*Exercise description:* Within the data that follows, set down exactly the lines from the one containing "Target: white towel" through the one containing "Where can you see the lop", both ends included.

+++

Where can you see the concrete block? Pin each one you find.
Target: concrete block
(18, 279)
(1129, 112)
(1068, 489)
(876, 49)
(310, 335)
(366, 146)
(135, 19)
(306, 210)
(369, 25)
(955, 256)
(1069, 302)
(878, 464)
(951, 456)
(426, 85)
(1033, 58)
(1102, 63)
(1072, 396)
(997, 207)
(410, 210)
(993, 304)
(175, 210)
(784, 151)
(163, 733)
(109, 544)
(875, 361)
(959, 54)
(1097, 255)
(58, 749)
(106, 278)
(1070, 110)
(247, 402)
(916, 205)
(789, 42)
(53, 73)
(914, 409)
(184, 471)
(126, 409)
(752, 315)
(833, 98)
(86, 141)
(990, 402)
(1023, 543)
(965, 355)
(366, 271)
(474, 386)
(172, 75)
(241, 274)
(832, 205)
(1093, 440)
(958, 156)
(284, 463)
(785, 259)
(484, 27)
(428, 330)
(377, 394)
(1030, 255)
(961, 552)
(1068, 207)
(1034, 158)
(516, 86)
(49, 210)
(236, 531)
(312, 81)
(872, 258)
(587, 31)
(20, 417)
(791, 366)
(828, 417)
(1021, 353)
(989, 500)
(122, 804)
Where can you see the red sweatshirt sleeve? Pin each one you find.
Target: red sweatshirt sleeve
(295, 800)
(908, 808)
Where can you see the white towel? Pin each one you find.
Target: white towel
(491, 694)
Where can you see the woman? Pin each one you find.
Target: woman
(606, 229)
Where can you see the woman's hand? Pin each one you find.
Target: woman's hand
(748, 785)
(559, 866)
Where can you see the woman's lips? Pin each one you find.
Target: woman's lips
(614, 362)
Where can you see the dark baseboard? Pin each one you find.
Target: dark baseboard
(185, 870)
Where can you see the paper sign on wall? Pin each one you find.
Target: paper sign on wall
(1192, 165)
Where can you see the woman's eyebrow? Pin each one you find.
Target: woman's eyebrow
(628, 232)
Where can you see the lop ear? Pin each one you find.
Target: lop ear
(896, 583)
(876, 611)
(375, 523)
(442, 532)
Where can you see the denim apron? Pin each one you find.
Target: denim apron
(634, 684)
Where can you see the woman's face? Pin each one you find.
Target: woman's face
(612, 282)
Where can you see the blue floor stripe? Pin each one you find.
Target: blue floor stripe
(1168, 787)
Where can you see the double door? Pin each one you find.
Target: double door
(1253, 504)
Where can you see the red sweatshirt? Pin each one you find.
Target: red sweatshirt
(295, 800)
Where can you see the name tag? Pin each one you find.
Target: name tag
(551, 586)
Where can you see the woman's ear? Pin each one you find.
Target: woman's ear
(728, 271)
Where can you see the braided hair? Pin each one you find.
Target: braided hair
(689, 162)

+++

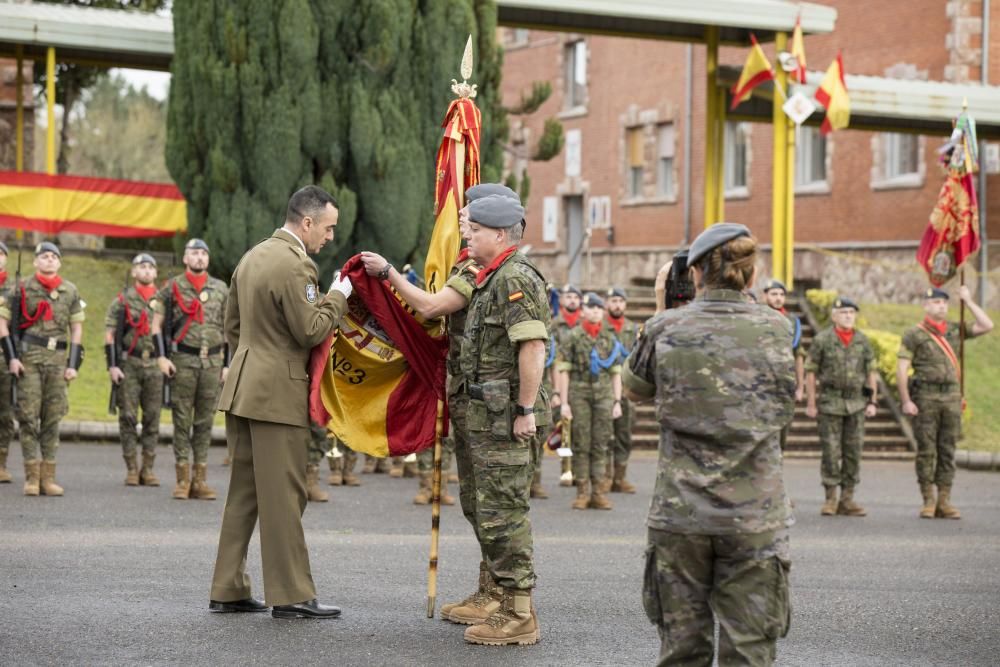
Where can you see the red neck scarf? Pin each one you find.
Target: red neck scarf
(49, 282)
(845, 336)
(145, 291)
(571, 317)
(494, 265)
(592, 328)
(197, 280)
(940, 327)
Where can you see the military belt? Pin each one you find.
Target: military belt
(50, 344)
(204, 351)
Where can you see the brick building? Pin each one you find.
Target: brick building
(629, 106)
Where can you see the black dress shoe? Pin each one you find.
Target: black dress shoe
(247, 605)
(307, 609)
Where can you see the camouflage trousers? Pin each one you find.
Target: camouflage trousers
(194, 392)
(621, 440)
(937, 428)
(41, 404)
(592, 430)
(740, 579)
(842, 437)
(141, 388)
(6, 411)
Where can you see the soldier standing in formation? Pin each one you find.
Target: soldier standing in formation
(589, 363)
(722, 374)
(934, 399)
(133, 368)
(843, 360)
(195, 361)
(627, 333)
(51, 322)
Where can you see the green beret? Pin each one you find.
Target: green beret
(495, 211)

+++

*Expected answer:*
Target: white towel
(491, 694)
Where can you see the woman? Pin each one you find.
Target: woman
(606, 229)
Where can you see the woman's hand? Pin each one you find.
Target: woman's hand
(748, 785)
(559, 866)
Where can you see the woman's lips? Pin each one you find.
Target: woman's lips
(614, 362)
Where can you see the dark baseboard? Pin each one you find.
Target: dark baseboard
(185, 870)
Where can you see the paper sign on wall? Pin each one you find.
Target: paper sign on wall
(1192, 165)
Where can you see the woman's eyebrow? Pin each one you find.
Target: woman's eyebrow
(628, 232)
Where can you see the lop ear? Pin each one you find.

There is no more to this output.